**Prompt A**
From the forum post on foldr speed, copy out the passage starting with "But if 'f' is" and going on through "to the outermost.".
**Prompt B**
Answer these questions using the forum post on foldr speed:
(i) Which of the two folds does the post say is tail recursive?
(ii) What function does the post give as an example of one that is lazy in its second argument?
(iii) When 'f' is strict in its second argument, how many traversals does foldr require, according to the post?

**Passage shown**
* begin *

[Haskell-beginners] Is foldr slow?

[Daniel Fischer]

On Sunday 05 February 2012, 11:33:35, Zhi-Qiang Lei wrote:
> Thank you very much. You are right. foldl performs much better here. I
> thought foldr always has a performance advantage due to its tail
> recursion.

Firstly, tail recursion isn't automatically better in Haskell. Due to 
laziness, the evaluation sequence is different from what it'd be in eager 
languages, and not necessarily the order in which the steps are written in 
the code.

If the recursive call to a (non tail-recursive) function is in a lazy 
argument position of the result, a lot of evaluation can take place before 
the recursive call is demanded.

A tail recursive function on the other hand cannot deliver any part of the 
result before the recursion is completed.

Secondly, foldr is not tail recursive, foldl is:

foldr f z (x:xs) = x `f` (foldr f z xs)

foldl f z (x:xs) = foldl f (f z x) xs

Thus if 'f' is lazy in its second argument, like for example (++), the 
result can be partially delivered before the recursive call, in

x ++ (foldr (++) [] xs)

the whole list x has to be evaluated before the evaluation of foldr takes 
its next step.

But if 'f' is strict in its second argument, like for example (+) on Int, 
the recursive call has to be evaluated before the top level call to 'f' can 
be evaluated, so a stack of function calls has to be built before any 
evaluation of an 'f'-call can start, and that stack has to be unwound 
during the evaluation of the 'f'-calls from the innermost to the outermost.
That gives you two traversals: build stack, unwind.

In such cases, tail recursion (a left fold) is better because then the call 
to 'f' can be evaluated before the recursive call - but it has to be 
forced, or it will generate a thunk ((...(z `f` x1) ... ) `f` xn-1) `f` xn 
(and when that thunk is finally evaluated it nuilds a stack of 'f'-calls, 
which is then unwound, so you get three traversals: build thunk, thunk -> 
stack, unwind - unless 'f' is lazy in its first argument, like flip (++), 
then the thunk may be consumed without building the stack).

* end *

**Provided information**
* begin *

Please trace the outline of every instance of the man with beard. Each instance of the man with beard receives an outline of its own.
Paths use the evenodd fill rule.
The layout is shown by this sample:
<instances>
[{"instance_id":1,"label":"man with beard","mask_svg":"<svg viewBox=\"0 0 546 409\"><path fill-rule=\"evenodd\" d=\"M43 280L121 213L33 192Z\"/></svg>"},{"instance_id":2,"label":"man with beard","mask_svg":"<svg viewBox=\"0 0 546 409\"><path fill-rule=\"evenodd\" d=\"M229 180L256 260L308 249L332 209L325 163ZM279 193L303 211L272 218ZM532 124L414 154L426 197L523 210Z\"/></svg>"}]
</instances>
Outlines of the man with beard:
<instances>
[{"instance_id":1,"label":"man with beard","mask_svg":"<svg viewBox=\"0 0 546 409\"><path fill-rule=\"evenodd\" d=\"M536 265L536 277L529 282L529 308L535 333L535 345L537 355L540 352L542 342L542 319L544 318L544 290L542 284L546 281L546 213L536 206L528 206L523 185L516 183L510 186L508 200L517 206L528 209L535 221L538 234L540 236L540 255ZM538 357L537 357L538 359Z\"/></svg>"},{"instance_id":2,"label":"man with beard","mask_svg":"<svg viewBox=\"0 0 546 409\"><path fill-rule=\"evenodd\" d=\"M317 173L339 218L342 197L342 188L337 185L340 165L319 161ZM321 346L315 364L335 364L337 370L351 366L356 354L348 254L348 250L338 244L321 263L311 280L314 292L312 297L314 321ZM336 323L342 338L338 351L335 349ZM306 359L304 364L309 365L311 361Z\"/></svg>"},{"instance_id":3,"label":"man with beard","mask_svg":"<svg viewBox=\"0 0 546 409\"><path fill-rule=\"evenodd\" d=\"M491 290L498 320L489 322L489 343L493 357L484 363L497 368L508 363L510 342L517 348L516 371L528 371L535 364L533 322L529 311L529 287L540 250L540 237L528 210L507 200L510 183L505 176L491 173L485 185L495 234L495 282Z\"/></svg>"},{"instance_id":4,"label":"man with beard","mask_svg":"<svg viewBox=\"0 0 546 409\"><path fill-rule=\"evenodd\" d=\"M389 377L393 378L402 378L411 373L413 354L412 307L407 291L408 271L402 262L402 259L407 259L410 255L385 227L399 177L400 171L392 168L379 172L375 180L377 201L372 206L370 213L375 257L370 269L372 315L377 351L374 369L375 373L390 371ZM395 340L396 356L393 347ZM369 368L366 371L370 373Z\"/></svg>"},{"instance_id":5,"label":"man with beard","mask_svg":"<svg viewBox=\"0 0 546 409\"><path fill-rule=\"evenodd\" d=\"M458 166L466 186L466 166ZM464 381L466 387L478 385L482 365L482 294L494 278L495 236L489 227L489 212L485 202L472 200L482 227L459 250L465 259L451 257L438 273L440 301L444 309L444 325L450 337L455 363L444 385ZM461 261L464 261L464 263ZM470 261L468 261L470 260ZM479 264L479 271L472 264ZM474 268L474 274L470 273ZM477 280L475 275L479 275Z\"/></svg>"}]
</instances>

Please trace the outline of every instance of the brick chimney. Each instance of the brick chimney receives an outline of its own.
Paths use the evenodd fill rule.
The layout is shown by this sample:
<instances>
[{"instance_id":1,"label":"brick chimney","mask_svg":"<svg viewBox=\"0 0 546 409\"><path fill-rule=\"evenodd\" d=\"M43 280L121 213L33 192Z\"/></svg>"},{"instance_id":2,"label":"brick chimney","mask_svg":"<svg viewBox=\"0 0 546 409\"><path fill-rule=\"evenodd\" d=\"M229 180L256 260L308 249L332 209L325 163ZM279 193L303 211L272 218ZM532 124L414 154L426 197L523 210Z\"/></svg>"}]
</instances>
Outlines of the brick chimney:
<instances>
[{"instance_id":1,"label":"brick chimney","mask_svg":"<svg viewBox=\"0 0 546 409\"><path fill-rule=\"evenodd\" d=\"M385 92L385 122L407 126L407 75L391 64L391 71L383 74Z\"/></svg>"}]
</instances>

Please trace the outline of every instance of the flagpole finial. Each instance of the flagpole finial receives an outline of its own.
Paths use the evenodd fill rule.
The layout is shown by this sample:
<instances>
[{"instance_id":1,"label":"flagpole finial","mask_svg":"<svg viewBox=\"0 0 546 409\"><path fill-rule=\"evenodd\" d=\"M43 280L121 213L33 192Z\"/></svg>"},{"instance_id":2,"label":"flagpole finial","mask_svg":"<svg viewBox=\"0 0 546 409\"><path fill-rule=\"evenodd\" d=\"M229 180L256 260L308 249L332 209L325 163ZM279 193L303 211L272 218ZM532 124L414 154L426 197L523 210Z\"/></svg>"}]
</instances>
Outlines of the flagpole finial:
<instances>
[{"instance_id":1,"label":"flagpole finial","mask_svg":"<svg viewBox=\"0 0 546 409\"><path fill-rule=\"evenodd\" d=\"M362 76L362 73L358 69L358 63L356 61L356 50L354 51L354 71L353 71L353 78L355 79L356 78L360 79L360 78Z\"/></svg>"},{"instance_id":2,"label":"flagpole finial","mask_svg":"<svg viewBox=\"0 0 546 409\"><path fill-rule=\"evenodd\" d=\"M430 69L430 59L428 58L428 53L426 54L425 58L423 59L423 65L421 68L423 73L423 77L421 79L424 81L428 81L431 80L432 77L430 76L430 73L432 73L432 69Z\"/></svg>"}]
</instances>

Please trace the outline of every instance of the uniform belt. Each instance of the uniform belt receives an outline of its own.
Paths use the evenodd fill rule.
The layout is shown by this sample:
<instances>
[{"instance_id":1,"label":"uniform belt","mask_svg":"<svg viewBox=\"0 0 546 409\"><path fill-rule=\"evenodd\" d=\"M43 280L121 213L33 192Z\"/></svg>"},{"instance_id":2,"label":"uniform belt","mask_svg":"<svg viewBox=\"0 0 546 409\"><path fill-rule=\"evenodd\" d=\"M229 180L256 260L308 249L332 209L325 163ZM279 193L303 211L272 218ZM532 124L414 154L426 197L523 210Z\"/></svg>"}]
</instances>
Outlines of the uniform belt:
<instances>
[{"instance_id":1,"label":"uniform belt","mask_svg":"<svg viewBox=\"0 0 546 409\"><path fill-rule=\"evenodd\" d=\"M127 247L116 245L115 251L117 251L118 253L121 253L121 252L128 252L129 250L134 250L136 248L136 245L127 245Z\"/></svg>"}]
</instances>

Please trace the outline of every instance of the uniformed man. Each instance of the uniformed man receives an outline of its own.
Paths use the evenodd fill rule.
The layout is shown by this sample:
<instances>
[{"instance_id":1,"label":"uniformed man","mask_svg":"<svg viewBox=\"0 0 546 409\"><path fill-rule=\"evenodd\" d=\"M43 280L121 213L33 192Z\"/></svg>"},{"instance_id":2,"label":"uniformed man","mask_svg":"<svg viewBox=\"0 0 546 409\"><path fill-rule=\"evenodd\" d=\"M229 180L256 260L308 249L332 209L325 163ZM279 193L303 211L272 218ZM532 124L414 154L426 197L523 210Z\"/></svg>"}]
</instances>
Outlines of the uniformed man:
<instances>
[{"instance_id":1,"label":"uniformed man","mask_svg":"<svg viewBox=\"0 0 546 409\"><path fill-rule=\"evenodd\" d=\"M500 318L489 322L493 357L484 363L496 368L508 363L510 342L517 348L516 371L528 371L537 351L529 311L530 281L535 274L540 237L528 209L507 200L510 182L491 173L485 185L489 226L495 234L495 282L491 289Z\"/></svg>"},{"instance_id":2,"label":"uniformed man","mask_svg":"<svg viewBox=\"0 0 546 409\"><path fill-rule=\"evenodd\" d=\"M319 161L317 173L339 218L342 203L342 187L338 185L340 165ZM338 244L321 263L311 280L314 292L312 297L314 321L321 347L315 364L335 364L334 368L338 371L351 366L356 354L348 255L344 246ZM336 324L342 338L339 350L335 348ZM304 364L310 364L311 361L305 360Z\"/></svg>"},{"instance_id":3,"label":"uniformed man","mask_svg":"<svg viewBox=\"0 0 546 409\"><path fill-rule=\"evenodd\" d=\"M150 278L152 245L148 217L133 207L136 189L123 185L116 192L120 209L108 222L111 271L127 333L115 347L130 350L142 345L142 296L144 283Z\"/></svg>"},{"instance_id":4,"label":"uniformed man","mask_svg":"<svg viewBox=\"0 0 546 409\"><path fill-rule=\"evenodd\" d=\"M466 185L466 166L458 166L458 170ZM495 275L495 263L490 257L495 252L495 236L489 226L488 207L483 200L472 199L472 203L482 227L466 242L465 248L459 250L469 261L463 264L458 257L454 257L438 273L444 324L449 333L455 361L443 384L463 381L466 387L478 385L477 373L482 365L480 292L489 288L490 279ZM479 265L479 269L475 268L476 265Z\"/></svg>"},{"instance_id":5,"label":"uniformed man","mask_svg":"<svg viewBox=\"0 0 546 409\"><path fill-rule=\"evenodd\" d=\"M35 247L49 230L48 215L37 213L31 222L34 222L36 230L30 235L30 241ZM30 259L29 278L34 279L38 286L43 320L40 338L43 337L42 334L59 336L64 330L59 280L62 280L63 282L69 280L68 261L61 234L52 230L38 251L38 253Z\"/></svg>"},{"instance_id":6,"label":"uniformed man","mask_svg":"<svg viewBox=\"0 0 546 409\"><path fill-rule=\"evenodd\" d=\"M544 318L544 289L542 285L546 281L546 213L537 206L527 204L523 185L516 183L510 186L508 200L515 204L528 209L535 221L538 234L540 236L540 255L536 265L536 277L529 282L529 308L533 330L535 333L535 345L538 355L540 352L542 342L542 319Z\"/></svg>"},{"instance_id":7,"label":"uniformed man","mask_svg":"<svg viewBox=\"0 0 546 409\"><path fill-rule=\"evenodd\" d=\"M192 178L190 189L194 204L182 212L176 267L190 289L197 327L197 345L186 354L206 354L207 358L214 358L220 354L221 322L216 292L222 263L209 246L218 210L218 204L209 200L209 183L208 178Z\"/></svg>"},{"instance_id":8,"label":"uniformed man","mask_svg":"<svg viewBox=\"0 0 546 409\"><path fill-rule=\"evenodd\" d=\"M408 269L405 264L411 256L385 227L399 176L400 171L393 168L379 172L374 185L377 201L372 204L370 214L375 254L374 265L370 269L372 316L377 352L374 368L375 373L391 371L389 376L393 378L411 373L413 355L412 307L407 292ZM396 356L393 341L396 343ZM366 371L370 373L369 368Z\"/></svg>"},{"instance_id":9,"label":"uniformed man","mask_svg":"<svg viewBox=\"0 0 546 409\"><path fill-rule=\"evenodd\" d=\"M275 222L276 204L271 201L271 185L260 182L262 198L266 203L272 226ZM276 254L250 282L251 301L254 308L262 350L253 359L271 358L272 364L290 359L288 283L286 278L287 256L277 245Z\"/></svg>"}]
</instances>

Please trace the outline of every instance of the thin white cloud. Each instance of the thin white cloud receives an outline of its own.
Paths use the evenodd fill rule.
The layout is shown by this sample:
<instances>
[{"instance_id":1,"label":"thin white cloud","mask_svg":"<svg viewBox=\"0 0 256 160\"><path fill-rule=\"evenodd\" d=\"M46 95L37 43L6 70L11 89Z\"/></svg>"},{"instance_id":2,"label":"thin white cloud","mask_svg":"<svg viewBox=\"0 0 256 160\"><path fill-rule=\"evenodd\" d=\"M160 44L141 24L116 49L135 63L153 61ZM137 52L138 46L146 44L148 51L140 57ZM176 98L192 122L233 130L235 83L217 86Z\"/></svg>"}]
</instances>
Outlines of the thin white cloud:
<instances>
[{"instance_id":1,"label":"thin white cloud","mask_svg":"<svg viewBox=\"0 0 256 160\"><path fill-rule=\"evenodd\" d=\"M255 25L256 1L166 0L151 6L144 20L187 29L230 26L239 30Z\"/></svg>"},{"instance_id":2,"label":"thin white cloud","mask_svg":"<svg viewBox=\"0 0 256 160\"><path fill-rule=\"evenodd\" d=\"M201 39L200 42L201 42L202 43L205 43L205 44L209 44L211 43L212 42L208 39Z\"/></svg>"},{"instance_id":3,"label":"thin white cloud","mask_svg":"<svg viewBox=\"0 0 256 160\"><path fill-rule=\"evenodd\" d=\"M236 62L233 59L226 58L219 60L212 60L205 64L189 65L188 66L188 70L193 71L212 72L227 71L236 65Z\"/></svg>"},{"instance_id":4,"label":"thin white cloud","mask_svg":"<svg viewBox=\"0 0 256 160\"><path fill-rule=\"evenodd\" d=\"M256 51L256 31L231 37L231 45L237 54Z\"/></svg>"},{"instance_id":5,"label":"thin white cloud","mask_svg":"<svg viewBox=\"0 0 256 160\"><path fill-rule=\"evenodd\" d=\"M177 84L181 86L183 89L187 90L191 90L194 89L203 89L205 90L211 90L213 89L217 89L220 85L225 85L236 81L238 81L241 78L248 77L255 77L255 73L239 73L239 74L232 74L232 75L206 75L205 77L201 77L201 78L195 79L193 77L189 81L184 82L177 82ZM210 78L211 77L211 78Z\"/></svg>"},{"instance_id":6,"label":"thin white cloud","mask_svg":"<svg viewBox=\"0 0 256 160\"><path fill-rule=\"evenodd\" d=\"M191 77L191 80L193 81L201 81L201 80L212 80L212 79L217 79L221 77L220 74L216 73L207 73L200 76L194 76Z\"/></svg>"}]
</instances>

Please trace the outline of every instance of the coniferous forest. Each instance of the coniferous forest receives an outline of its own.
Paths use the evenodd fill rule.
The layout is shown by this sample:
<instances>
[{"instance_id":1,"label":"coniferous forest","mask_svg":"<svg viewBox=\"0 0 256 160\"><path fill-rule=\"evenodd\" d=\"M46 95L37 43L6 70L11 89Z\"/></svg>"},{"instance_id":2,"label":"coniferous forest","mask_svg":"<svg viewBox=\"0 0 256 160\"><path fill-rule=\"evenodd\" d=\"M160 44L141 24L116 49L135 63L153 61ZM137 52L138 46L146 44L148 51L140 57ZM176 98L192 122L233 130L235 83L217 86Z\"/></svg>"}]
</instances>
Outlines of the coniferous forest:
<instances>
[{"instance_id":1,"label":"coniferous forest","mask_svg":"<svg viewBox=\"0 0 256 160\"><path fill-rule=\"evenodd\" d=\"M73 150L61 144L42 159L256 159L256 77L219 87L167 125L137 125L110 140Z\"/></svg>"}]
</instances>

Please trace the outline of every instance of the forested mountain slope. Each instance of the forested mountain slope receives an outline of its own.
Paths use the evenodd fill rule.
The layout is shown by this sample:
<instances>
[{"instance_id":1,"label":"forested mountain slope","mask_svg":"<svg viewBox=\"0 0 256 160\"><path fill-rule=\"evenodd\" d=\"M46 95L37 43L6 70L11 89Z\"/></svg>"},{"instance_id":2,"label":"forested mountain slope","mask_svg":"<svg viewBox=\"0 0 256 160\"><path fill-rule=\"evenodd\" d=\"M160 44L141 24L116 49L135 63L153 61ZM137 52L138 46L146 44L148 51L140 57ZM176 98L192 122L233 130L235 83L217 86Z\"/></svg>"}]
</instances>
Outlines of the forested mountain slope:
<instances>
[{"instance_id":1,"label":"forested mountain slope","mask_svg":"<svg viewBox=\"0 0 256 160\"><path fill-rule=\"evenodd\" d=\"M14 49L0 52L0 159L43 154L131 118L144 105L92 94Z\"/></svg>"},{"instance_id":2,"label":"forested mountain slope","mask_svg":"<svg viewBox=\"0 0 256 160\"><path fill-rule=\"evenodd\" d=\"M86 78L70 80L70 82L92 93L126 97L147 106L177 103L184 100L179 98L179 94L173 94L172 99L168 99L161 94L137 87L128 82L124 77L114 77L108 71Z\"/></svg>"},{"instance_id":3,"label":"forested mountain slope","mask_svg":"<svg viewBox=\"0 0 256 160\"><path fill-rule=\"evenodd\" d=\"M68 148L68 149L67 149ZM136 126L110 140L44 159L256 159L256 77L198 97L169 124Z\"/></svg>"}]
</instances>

* end *

**Complete answer A**
But if 'f' is strict in its second argument, like for example (+) on Int, 
the recursive call has to be evaluated before the top level call to 'f' can 
be evaluated, so a stack of function calls has to be built before any 
evaluation of an 'f'-call can start, and that stack has to be unwound 
during the evaluation of the 'f'-calls from the innermost to the outermost.

**Complete answer B**
(i) foldl
(ii) (++)
(iii) Two: building the stack and unwinding it.